◆ **Extract provided**
_ _ _ _
The body responds to the invasion by mounting an attack on the bacteria, an attack called inflammation. If the symptoms of appendicitis are not recognized and the inflammation progresses, the appendix can rupture, followed by spread of bacteria outside of the appendix. The cause of such a rupture is unclear, but it may relate to changes that occur in the lymphatic tissue that lines the wall of the appendix, for example, inflammation that causes swelling and buildup of pressure within the appendix that causes it to rupture.
After rupture, infection can spread throughout the abdomen; however, it usually is confined to a small area surrounding the appendix by the surrounding tissues, forming a peri-appendiceal abscess.
Sometimes, the body is successful in containing (“healing”) the appendicitis without surgical treatment if the infection and accompanying inflammation cause the appendix to rupture. The inflammation, pain, and symptoms also may disappear when antibiotics are used. This is particularly true in elderly patients. Patients then may come to the doctor long after the episode of appendicitis with a lump or a mass in the right lower abdomen that is due to the scarring that occurs during healing. This lump might raise the suspicion of cancer.
Acute appendicitis seems to be the end result of a primary obstruction of the appendix. Once this obstruction occurs, the appendix becomes filled with mucus and swells. This continued production of mucus leads to increased pressures within the lumen and the walls of the appendix. The increased pressure results in thrombosis and occlusion of the small vessels, and stasis of lymphatic flow. At this point spontaneous recovery rarely occurs.
As the occlusion of blood vessels progresses, the appendix becomes ischemic and then necrotic. As bacteria begin to leak out through the dying walls, pus forms within and around the appendix (suppuration). The end result is appendiceal rupture (a ‘burst appendix’) causing peritonitis, which may lead to sepsis and eventually death. These events are responsible for the slowly evolving abdominal pain and other commonly associated symptoms.
The causative agents include bezoars, foreign bodies, trauma, intestinal worms, lymphadenitis and, most commonly, calcified fecal deposits that are known as appendicoliths or fecoliths. The occurrence of obstructing fecaliths has attracted attention since their presence in people with appendicitis is higher in developed than in developing countries. In addition an appendiceal fecalith is commonly associated with complicated appendicitis. Fecal stasis and arrest may play a role, as demonstrated by people with acute appendicitis having fewer bowel movements per week compared with healthy controls.
The occurrence of a fecalith in the appendix was thought to be attributed to a right-sided fecal retention reservoir in the colon and a prolonged transit time. However, a prolonged transit time was not observed in subsequent studies. From epidemiological data, it has been stated that diverticular disease and adenomatous polyps were unknown and colon cancer exceedingly rare in communities exempt from appendicitis. And acute appendicitis has been shown to occur antecedent to cancer in the colon and rectum. Several studies offer evidence that a low fiber intake is involved in the pathogenesis of appendicitis. This low intake of dietary fiber is in accordance with the occurrence of a right-sided fecal reservoir and the fact that dietary fiber reduces transit time.
A blockage in the lining of the appendix that results in infection is the likely cause of appendicitis. The bacteria multiply rapidly, causing the appendix to become inflamed, swollen and filled with pus. If not treated promptly, the appendix can rupture.
_ _ _ _
(Photo-based referring expression data)
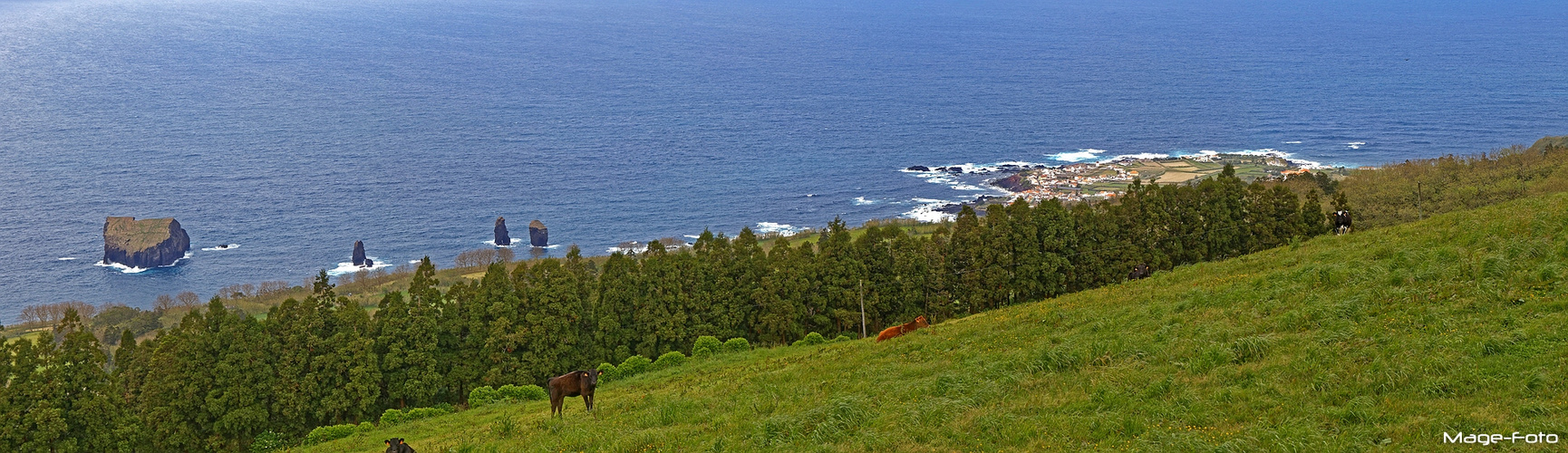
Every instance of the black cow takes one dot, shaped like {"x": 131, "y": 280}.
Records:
{"x": 395, "y": 446}
{"x": 1341, "y": 221}
{"x": 573, "y": 384}
{"x": 1140, "y": 272}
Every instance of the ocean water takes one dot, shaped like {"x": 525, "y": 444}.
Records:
{"x": 298, "y": 128}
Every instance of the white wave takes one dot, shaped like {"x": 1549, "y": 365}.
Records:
{"x": 350, "y": 266}
{"x": 1140, "y": 156}
{"x": 515, "y": 242}
{"x": 132, "y": 270}
{"x": 778, "y": 227}
{"x": 927, "y": 210}
{"x": 1079, "y": 156}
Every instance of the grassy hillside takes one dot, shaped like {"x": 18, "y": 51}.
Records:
{"x": 1381, "y": 339}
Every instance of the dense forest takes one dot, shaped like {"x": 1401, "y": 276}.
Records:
{"x": 221, "y": 377}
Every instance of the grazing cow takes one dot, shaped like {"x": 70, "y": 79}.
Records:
{"x": 1341, "y": 221}
{"x": 395, "y": 446}
{"x": 902, "y": 330}
{"x": 1140, "y": 272}
{"x": 573, "y": 384}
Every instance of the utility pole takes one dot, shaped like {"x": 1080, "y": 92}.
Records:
{"x": 1419, "y": 214}
{"x": 863, "y": 309}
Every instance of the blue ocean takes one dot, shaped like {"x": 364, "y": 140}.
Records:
{"x": 294, "y": 129}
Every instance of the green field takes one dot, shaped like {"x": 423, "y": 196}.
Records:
{"x": 1374, "y": 341}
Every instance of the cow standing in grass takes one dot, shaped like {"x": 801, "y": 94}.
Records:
{"x": 395, "y": 446}
{"x": 1140, "y": 272}
{"x": 902, "y": 330}
{"x": 573, "y": 384}
{"x": 1341, "y": 221}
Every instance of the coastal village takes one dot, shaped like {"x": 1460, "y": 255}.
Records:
{"x": 1108, "y": 179}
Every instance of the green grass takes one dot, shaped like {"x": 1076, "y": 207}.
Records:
{"x": 1376, "y": 341}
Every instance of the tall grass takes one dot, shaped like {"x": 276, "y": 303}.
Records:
{"x": 1380, "y": 339}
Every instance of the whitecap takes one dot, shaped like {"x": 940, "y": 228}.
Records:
{"x": 513, "y": 244}
{"x": 350, "y": 266}
{"x": 927, "y": 210}
{"x": 1080, "y": 156}
{"x": 1140, "y": 156}
{"x": 132, "y": 270}
{"x": 777, "y": 227}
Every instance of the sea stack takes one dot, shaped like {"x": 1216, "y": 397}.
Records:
{"x": 538, "y": 236}
{"x": 145, "y": 244}
{"x": 502, "y": 238}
_ _ _ _
◆ **Directions**
1 – According to the appendicitis text, what is the most common agent that obstructs the appendix?
2 – Using the appendicitis text, explain why a patient may see a doctor long after an episode of appendicitis with a lump in the right lower abdomen.
The data plays no part in these tasks.

◆ **Answers given**
1 – Calcified fecal deposits, known as appendicoliths or fecoliths.

2 – Sometimes the body contains the appendicitis without surgery, or antibiotics make the inflammation and symptoms disappear. The scarring that occurs during this healing leaves a lump or mass in the right lower abdomen.